-------- Available records

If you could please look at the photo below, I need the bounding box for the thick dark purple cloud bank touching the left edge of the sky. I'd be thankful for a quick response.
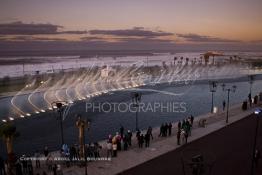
[0,21,87,35]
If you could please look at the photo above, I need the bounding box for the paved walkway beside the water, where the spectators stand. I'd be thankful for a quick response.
[35,102,262,175]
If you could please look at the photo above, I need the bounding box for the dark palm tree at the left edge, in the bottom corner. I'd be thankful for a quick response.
[0,122,19,174]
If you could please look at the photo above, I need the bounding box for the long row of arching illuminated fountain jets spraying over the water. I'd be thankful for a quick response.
[2,56,250,122]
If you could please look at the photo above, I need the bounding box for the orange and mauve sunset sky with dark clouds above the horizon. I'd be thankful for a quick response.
[0,0,262,51]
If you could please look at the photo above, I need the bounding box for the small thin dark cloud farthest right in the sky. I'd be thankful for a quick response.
[176,33,240,43]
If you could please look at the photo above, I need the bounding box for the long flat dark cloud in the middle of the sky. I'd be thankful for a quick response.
[89,27,173,37]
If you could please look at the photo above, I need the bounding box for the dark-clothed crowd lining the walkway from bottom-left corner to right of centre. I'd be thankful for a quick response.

----------------

■ Work request ■
Write out the listing word for word, omitting the pictures it holds.

■ Result for this exercise ■
If you could please look at the photo below, I need the bounding box for the thick dark purple cloud bank touching the left edge of the sky. I'd be thankful for a quick response.
[0,21,87,35]
If you could please look at the photo above, I need the bounding box for the paved walkway beside the water, where the spectators stand. I'd be thankful for a quick response.
[35,102,262,175]
If you could please look at the photo above, I need the bounding box for the dark palm tree at the left edge, in the bottom corner. I'd be thankful for a quick response.
[0,122,19,174]
If you could please look at the photo above, I need the bounding box for the long row of arching illuminated fountain jets spraying over the water. I'd be thankful for a quick response.
[2,56,250,122]
If you could please look at the photo above, I need the bounding box for the orange and mauve sunset sky with dark clouds above the horizon. I'd be thankful for a quick response.
[0,0,262,51]
If you could please look at the photo above, I need the bounding box for the small thin dark cloud farthest right in the sky. I'd be thankful for a quick response.
[176,33,240,43]
If you could please look at the photo above, I need the bounding box for the long flat dark cloud in the middle of the sky. I'd be thankful for a quick response.
[89,27,173,37]
If you could please look at the photo above, I need the bounding box for the dark-clothed crowd lining the walkway from bottom-left corner to right of centre. I'd be thankful for a quick response.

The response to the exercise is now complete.